> **GOAL OF THE EXERCISE**
Transcribe every entry exactly; the images stay out.

> **SOURCE RECORDS**
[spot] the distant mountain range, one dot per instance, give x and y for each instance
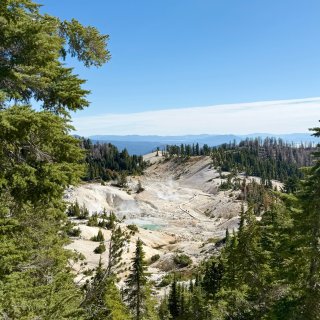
(140, 145)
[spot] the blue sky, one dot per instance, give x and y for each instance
(171, 54)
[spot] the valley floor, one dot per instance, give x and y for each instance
(179, 211)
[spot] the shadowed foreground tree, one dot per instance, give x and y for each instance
(138, 292)
(39, 158)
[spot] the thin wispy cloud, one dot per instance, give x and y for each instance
(284, 116)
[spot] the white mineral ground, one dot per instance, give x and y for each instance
(180, 210)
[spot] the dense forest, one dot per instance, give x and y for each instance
(269, 269)
(105, 162)
(270, 158)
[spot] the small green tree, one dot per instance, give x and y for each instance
(137, 292)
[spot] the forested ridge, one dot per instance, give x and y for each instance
(269, 158)
(269, 269)
(104, 161)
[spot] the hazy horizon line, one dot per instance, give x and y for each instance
(282, 116)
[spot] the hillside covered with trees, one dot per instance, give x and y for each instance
(104, 161)
(269, 269)
(270, 158)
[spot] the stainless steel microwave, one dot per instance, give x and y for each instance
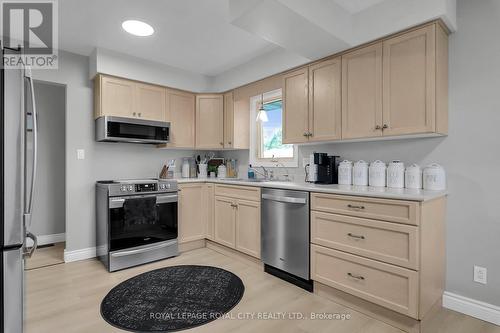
(120, 129)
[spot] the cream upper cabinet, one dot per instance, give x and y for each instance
(125, 98)
(114, 97)
(295, 106)
(209, 121)
(409, 82)
(150, 102)
(224, 217)
(362, 92)
(228, 120)
(248, 227)
(192, 219)
(180, 112)
(325, 100)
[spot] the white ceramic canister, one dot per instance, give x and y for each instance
(434, 177)
(413, 177)
(377, 174)
(345, 173)
(360, 173)
(396, 174)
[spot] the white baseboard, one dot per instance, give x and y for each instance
(471, 307)
(47, 239)
(82, 254)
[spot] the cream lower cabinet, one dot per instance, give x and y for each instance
(180, 112)
(390, 253)
(237, 218)
(192, 223)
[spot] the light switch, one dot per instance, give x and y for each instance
(80, 154)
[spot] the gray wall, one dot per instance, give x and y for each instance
(470, 154)
(102, 160)
(48, 207)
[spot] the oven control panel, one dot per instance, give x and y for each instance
(150, 187)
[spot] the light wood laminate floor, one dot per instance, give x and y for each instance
(66, 298)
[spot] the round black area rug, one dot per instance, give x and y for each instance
(172, 298)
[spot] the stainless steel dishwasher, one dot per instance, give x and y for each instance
(285, 235)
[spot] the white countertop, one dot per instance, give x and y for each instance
(363, 191)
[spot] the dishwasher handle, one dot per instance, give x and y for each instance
(279, 198)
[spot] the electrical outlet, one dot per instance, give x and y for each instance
(480, 274)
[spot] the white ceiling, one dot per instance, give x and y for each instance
(194, 35)
(355, 6)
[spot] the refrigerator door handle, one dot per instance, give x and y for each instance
(27, 75)
(29, 252)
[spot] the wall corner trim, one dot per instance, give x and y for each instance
(471, 307)
(82, 254)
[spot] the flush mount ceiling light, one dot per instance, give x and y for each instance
(138, 28)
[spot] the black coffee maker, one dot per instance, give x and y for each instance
(324, 169)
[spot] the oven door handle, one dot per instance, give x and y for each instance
(167, 198)
(143, 250)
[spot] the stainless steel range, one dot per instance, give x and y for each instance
(136, 221)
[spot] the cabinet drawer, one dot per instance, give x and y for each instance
(385, 241)
(390, 286)
(238, 192)
(380, 209)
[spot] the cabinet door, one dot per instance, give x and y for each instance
(192, 222)
(150, 102)
(209, 121)
(248, 227)
(224, 221)
(325, 112)
(362, 93)
(228, 120)
(295, 106)
(409, 82)
(181, 115)
(117, 97)
(208, 201)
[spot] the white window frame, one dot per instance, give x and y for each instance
(254, 160)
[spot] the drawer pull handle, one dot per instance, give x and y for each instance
(355, 207)
(357, 277)
(356, 236)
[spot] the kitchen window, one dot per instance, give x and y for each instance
(266, 146)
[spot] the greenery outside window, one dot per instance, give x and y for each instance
(266, 148)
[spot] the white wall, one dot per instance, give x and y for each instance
(470, 154)
(102, 160)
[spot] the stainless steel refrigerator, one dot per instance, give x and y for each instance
(18, 149)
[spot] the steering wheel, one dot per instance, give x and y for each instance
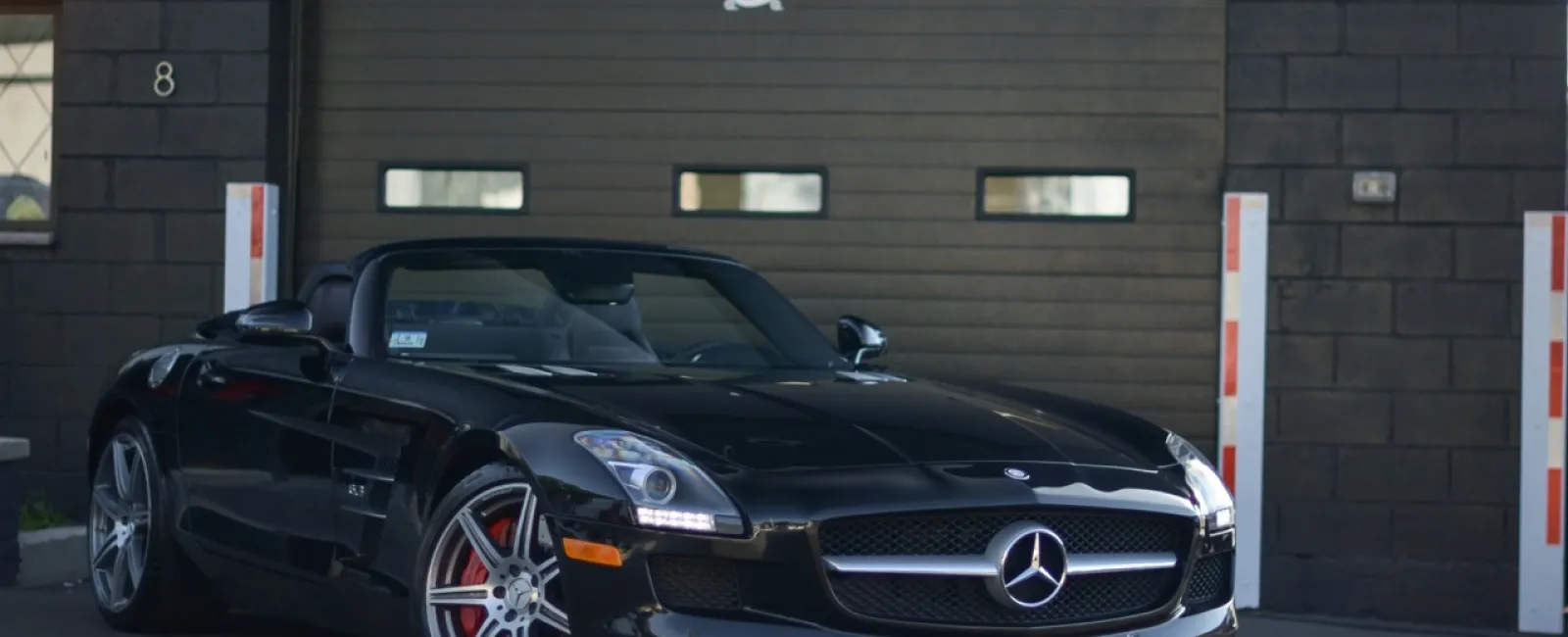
(694, 352)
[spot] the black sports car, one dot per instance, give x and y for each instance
(529, 436)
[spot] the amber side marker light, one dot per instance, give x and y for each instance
(592, 553)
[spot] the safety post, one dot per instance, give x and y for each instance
(1542, 424)
(1244, 328)
(250, 245)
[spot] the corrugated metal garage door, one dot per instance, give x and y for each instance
(899, 99)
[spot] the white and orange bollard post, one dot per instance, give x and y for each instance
(1244, 331)
(250, 245)
(1542, 424)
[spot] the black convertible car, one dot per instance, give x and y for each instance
(532, 436)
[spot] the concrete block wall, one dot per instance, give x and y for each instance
(1395, 357)
(138, 203)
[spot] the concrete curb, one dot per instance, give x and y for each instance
(54, 556)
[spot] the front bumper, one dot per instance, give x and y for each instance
(788, 595)
(1212, 623)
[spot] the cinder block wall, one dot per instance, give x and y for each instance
(138, 203)
(1395, 355)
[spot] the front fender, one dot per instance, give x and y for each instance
(571, 482)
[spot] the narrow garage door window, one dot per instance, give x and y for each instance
(454, 188)
(750, 192)
(1010, 193)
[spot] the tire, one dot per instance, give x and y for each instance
(491, 499)
(170, 595)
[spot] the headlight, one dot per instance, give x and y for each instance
(1214, 499)
(666, 491)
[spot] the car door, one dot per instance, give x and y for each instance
(256, 466)
(376, 428)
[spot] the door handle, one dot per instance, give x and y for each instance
(209, 378)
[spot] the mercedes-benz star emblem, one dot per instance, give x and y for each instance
(1031, 565)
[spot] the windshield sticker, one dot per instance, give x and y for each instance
(408, 339)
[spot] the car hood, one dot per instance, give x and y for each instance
(819, 419)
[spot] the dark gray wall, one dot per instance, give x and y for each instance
(138, 188)
(901, 104)
(1393, 449)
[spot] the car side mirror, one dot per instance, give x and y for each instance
(859, 339)
(284, 318)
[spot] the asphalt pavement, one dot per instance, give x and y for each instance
(70, 612)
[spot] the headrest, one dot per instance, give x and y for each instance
(623, 318)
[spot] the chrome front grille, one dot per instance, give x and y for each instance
(935, 566)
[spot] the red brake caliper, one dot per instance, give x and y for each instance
(474, 573)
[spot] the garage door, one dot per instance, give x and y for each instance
(949, 169)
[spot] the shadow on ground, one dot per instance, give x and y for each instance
(70, 612)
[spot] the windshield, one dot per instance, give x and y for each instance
(593, 306)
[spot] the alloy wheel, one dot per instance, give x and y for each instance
(494, 569)
(122, 518)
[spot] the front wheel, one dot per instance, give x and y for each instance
(491, 569)
(140, 579)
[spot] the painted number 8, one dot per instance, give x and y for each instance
(164, 78)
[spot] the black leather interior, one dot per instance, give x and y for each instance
(329, 303)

> **WRITTEN REPLY**
[spot] the distant mountain range, one dot per instance, give x and y for each instance
(140, 145)
[spot] the blue sky, one dot per instance, give x and y for each instance
(171, 54)
[spot] the valley floor, one dot per instance, give x and y for each instance
(179, 211)
[spot] the shadowed foreground tree, one dot per instance, give x and y for each instance
(138, 292)
(39, 158)
[spot] the thin wispy cloud, one dot per instance, give x and y for each instance
(284, 116)
[spot] the white mineral ground, one dot per instance, give x and y for each instance
(180, 210)
[spot] the dense forest, one dot per instance, give x and y for each instance
(269, 269)
(105, 162)
(270, 158)
[spot] the small green tree, one dot per instance, give x and y for each instance
(137, 292)
[spot] the forested ridge, one dot per instance, give x and y for each instance
(269, 158)
(269, 269)
(104, 161)
[spot] the hazy horizon line, one dot per instance, give x and y for each instance
(282, 116)
[spot] the hillside covered with trees, one dot per instance, give x and y for each instance
(104, 161)
(269, 269)
(270, 158)
[spot] the stainless steel microwave, one dot per instance, give x and y for each instance
(120, 129)
[spot] the cream upper cabinet, one dot per instance, give x and y for each instance
(125, 98)
(114, 97)
(295, 106)
(209, 121)
(409, 82)
(150, 102)
(224, 217)
(362, 92)
(228, 120)
(248, 227)
(192, 219)
(180, 112)
(325, 100)
[spot] the white ceramic canister, one dot per instance, give x and y for each instance
(434, 177)
(413, 177)
(377, 174)
(345, 173)
(360, 173)
(396, 174)
[spot] the white baseboard, one dot per instance, give x and y for each instance
(471, 307)
(47, 239)
(82, 254)
[spot] the cream lower cabinet, one dot per instance, give x and y for each instance
(180, 112)
(390, 253)
(237, 218)
(192, 223)
[spot] the light switch, one dot per instance, give x and y for each instance
(80, 154)
[spot] the gray wall, one dot per instance, give x and y for each instance
(470, 154)
(102, 160)
(48, 207)
[spot] the oven control panel, one dot per instance, give x and y for each instance
(150, 187)
[spot] the light wood laminate floor, one dot per instance, give x and y for each instance
(66, 298)
[spot] the round black area rug, one dot per instance, give x and y for each instance
(172, 298)
[spot] the stainless steel dishwasher, one dot per instance, give x and y for each instance
(285, 235)
[spot] the white countertop, one dot per instance, give x and y for each instance
(363, 191)
[spot] the dishwasher handle, one dot per instance, give x and y for each instance
(279, 198)
[spot] the electrical outlet, one dot per instance, give x and y for each instance
(480, 274)
[spot] the white ceiling, one dot per instance, give x and y for each instance
(194, 35)
(355, 6)
[spot] the refrigerator door handle, one dot per instance, give x and y for each instance
(27, 75)
(29, 252)
[spot] the wall corner trim, one dot per instance, give x and y for each instance
(471, 307)
(82, 254)
[spot] the flush mount ceiling light, one dot per instance, give x and y for each instance
(138, 28)
[spot] the black coffee maker, one dot per instance, give x and y for each instance
(324, 169)
[spot] the oven door handle, one dot per instance, give x and y for each instance
(167, 198)
(143, 250)
[spot] the stainless steel range, one dot per instance, give x and y for each instance
(136, 221)
[spot] the cabinet drawer, one dot per instance, give x and y for each instance
(385, 241)
(390, 286)
(238, 192)
(380, 209)
[spot] the cabinet door, one dot per instance, give x and y for each instance
(192, 222)
(150, 102)
(209, 121)
(248, 227)
(224, 221)
(325, 112)
(362, 93)
(228, 120)
(295, 106)
(409, 82)
(181, 115)
(117, 97)
(208, 201)
[spot] the white window frame, one dot per instance, give x and y for each instance
(254, 160)
[spot] the drawer pull handle, one dot per instance, give x and y for each instance
(355, 207)
(357, 277)
(356, 236)
[spot] the kitchen window, one dot per instance, give x and y for each instance
(266, 146)
[spot] the greenery outside window, one dot per instance, give x and y for each instance
(266, 148)
[spot] the white wall, one dot per instance, give x and y for each instance
(470, 154)
(102, 160)
[spot] the stainless steel refrigerator, one dot per instance, give x and y for each instance
(18, 149)
[spot] the steering wheel, one dot per instance, give x and y for each instance
(694, 352)
[spot] the black sports car, one dot per instance, give x and y for each instance
(529, 436)
[spot] the amber side marker light, one dot per instance, give x and y for each instance
(592, 553)
[spot] the safety post, one dot per instance, give x and y for each instance
(1542, 424)
(1244, 328)
(250, 245)
[spot] the corrugated metal garage door, one dot per instance, give x and y for each instance
(899, 99)
[spot] the white and orange bollard post, one dot per instance, give x and y for each instance
(1244, 331)
(250, 245)
(1542, 424)
[spot] the black convertible car, one dot per instance, give x and y for each instance
(532, 436)
[spot] the concrete block wall, one dot per instance, give x and y for each instance
(1395, 357)
(138, 203)
[spot] the concrete curb, one dot per instance, give x and y for each instance
(54, 556)
[spot] the front bumper, one dot per instance, give x and y for each instance
(788, 595)
(1212, 623)
[spot] the cinder block wall, one dot per instance, give x and y for each instance
(138, 203)
(1395, 355)
[spot] the front fender, one dot per instance, give x and y for each instance
(571, 482)
[spot] the narrow garage door window, one dot per instance, give x and y for each instance
(454, 188)
(750, 192)
(1010, 193)
[spot] the tire, one dot per instance, give x and y for each instance
(491, 499)
(170, 595)
[spot] the headlight, one dot per instance, give x and y for each instance
(1214, 499)
(666, 491)
[spot] the car door, one dot per instance, give x and y for each instance
(256, 466)
(376, 428)
[spot] the door handle, one dot per instance, give x and y for each instance
(209, 378)
[spot] the mercedes-benz star emblem, one dot per instance, give x and y for each instance
(1031, 565)
[spot] the windshield sticker, one dot per instance, give x and y for each instance
(408, 339)
[spot] the car hood, one dot per instance, give x and y for each instance
(819, 419)
[spot] the dark gray wall, one dot per instance, give x and y for each instance
(138, 188)
(901, 104)
(1393, 449)
[spot] the car side mirror, one dot per instance, give x and y for each instance
(859, 339)
(284, 318)
[spot] the asphalt pavement, one dot per instance, give x and y for each instance
(70, 612)
[spot] the headrest, one dot per instance, give x and y for each instance
(623, 318)
[spot] the chrome front grille, one dot per instance, give x and y for each instance
(935, 566)
[spot] the red brake caliper, one dot per instance, give x and y for each instance
(474, 573)
[spot] the garage door, one dot per instance, give x and y for each instance
(949, 169)
[spot] the shadow on ground, one dot per instance, give x and y for each instance
(70, 612)
[spot] the windshield, one dot per instance, give x and y for each instance
(593, 306)
[spot] the alloy wheel, one dot per instance, give x and y for each instance
(494, 569)
(122, 518)
[spot] the front wheel, one dot per instance, give x and y for each instance
(491, 569)
(140, 579)
[spot] the painted number 8, one dot per instance, give x and y for each instance
(164, 78)
[spot] the black leather interior, one dot per instance, give x and y for each instance
(329, 303)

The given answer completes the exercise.